- TEXT UNDER STUDY -
/---
Grey and crinkled clouds swathe the sky in an unnerving monotone; a large game bird haunts overhead as an otherworldy choir swells with melancholic exhaustion; amidst a stark and lifeless landscape, mysterious stone buildings overlook, and a lone boy rides toward them in reluctant duty.
Sorry, I should probably start this article off by saying something about the game Shadow of the Colossus – I was just caught up in a memory of heading to Sunday School a few winters ago.
I used to teach it at Ashton United Methodist Church, smack in the middle of desolate, mid-Maryland suburbia. Despite my station, I’ll be the first to say I wasn’t the greatest example of a religious scholar, far from it: I admit I’d often have late nights on Saturdays and would show up with a few slapshod “Jesus crosswords” to distribute and keep the 7-year-old students busy. But I thought those things as forgivable, since at its core, I was doing “God’s work.”
That lackadaisical attitude didn’t last long, however – that was the year I played Shadow of the Colossus, a game that not only forced me to reflect on the role of my avatar in-game, but also my role as an avatar in this plane of reality, and the ones that I assumed would follow after.
\---
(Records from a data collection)
/---
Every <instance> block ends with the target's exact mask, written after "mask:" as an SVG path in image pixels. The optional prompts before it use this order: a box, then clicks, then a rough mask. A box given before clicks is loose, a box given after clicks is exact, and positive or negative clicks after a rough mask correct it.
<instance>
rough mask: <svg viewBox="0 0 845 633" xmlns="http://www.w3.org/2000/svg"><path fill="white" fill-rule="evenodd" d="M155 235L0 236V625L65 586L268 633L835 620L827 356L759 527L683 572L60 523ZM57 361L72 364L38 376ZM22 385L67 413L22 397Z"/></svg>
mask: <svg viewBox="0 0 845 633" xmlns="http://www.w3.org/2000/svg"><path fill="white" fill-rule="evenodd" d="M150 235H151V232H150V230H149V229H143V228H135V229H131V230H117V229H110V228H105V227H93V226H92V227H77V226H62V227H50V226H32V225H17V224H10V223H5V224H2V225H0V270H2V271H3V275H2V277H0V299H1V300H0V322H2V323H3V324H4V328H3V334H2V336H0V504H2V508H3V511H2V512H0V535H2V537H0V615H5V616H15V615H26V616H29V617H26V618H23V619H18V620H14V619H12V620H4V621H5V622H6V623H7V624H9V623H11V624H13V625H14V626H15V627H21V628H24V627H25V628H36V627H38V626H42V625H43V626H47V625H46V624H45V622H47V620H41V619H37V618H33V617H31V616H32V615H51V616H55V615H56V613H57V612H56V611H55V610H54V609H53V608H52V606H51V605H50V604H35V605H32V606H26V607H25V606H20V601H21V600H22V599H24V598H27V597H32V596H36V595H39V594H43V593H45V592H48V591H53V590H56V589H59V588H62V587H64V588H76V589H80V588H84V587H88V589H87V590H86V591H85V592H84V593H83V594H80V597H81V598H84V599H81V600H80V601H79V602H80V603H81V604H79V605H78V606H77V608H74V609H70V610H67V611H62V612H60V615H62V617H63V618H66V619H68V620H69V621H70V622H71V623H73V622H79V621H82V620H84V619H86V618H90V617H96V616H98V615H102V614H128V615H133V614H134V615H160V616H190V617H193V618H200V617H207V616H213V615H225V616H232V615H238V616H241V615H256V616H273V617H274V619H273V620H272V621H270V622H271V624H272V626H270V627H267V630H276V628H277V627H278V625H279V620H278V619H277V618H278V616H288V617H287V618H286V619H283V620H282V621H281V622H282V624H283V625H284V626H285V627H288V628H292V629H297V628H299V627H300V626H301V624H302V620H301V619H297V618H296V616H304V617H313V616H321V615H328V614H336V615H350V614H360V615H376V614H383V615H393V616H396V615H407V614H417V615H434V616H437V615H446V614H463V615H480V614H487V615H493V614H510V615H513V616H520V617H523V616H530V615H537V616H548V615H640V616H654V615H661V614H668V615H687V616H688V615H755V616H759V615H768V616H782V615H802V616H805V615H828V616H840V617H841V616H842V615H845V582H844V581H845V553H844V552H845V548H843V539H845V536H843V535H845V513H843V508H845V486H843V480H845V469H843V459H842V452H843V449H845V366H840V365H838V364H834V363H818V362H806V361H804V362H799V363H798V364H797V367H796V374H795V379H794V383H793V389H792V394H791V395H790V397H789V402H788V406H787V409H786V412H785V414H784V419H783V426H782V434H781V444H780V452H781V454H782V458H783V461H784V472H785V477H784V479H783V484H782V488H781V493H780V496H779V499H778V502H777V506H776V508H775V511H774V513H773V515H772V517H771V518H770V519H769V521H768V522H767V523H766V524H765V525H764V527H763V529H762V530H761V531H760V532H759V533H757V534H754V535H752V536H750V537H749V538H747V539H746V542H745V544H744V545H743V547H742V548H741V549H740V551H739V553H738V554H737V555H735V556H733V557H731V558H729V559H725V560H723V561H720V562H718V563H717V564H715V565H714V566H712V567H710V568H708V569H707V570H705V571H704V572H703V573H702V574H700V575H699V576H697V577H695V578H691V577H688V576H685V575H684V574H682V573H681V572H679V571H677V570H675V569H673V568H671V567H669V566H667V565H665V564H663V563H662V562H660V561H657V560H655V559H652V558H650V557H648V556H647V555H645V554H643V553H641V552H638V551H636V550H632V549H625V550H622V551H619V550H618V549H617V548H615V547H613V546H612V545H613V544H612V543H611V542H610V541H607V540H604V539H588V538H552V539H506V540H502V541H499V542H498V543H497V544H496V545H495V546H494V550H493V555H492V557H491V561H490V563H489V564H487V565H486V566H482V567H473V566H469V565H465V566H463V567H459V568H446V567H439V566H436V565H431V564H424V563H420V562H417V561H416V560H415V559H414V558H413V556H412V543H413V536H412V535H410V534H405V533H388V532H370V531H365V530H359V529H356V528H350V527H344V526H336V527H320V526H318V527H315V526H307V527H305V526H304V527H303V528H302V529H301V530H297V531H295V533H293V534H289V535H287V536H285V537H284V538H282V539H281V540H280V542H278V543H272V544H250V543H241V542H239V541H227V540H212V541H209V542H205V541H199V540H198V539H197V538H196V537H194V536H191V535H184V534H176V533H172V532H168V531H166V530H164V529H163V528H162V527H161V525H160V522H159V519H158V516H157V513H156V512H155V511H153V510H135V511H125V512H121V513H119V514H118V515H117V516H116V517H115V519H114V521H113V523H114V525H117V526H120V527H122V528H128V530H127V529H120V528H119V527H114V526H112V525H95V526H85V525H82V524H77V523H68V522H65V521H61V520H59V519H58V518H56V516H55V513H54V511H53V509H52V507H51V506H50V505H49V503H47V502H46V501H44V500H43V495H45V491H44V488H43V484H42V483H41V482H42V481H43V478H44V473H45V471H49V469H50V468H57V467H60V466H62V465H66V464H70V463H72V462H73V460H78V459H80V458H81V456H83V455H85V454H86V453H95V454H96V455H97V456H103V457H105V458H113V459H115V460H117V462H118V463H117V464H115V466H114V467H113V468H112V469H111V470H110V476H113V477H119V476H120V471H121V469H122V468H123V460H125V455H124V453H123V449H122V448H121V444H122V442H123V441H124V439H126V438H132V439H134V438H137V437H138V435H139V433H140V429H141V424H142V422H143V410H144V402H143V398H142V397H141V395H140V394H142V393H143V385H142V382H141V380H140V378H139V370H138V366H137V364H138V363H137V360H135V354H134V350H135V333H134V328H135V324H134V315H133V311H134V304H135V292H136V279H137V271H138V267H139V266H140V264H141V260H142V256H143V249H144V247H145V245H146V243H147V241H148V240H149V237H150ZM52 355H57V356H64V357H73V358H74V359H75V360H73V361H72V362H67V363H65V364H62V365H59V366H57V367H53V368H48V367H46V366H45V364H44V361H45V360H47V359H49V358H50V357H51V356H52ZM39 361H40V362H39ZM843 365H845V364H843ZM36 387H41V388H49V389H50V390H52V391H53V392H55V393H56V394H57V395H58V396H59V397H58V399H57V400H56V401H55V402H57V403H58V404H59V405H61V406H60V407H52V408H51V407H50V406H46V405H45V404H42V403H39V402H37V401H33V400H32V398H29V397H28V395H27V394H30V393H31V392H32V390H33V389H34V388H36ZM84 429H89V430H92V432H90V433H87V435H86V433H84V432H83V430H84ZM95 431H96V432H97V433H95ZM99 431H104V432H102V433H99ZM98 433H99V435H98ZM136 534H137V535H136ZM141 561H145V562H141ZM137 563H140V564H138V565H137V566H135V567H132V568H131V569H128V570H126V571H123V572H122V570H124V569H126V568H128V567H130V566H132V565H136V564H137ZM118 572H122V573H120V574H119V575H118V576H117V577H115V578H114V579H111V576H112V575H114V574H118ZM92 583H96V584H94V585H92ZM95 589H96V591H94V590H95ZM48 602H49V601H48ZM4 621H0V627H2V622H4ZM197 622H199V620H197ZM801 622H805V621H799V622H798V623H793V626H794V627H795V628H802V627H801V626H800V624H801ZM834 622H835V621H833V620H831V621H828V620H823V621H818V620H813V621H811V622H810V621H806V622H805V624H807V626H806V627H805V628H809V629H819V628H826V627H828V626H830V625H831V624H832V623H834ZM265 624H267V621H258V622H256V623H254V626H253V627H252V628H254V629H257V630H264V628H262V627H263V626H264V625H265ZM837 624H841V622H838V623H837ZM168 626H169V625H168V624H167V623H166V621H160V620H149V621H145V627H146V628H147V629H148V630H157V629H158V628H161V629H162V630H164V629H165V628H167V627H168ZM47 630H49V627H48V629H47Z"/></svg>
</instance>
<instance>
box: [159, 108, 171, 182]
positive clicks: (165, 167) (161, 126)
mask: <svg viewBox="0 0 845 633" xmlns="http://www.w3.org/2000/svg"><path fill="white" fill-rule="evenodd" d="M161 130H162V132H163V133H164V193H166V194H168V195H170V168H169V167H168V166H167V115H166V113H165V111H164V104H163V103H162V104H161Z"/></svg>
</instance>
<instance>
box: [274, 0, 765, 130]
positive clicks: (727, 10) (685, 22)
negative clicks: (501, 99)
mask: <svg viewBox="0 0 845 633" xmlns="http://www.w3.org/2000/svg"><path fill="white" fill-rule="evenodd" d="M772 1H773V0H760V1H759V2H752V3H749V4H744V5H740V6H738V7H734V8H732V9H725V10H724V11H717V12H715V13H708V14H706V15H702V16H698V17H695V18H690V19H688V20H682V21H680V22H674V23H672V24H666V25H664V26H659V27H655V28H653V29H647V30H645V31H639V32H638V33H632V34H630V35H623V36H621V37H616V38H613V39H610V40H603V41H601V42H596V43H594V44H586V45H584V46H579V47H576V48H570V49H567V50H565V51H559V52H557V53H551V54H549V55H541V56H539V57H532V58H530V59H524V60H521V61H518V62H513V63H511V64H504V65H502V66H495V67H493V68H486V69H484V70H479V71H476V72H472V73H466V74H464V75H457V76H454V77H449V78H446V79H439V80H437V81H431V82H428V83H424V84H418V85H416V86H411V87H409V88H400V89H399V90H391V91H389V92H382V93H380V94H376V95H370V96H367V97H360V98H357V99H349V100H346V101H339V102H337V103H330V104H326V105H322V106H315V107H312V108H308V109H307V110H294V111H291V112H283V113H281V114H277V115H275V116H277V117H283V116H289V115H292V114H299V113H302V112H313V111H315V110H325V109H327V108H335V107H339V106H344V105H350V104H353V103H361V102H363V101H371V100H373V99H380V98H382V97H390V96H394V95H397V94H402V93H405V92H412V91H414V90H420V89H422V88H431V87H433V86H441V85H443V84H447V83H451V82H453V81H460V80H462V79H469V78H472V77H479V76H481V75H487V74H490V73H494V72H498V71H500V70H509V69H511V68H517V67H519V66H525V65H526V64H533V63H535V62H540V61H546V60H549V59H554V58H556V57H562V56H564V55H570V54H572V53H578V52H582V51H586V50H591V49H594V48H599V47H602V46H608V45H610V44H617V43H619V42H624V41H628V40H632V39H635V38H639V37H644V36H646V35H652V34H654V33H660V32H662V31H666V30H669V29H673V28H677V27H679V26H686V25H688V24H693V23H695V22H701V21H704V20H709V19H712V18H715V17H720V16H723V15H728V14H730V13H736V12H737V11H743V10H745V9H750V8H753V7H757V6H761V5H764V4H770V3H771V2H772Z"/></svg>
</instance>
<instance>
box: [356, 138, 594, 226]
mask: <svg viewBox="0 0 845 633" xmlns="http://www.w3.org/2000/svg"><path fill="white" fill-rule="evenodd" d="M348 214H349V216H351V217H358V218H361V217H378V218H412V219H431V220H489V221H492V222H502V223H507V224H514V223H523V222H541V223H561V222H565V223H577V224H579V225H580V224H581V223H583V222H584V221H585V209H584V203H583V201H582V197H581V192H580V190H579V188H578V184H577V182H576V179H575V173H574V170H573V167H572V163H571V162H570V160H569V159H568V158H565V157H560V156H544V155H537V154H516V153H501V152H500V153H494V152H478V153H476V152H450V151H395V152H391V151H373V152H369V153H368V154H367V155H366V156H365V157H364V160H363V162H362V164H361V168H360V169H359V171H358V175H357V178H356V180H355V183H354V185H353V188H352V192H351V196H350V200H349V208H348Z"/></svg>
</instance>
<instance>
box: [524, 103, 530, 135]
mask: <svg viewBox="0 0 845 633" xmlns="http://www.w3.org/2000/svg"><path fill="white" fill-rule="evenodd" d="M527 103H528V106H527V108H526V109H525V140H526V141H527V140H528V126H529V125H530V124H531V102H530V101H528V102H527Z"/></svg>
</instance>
\---
- QUESTIONS ON THE MATERIAL -
1) According to the essay, at which church did the writer teach Sunday School?
2) Transcribe the part of the essay that opens with the words containing "Grey and crinkled" and closes with "in reluctant duty.".

- SOLUTIONS BELOW -
1) Ashton United Methodist Church.

2)
Grey and crinkled clouds swathe the sky in an unnerving monotone; a large game bird haunts overhead as an otherworldy choir swells with melancholic exhaustion; amidst a stark and lifeless landscape, mysterious stone buildings overlook, and a lone boy rides toward them in reluctant duty.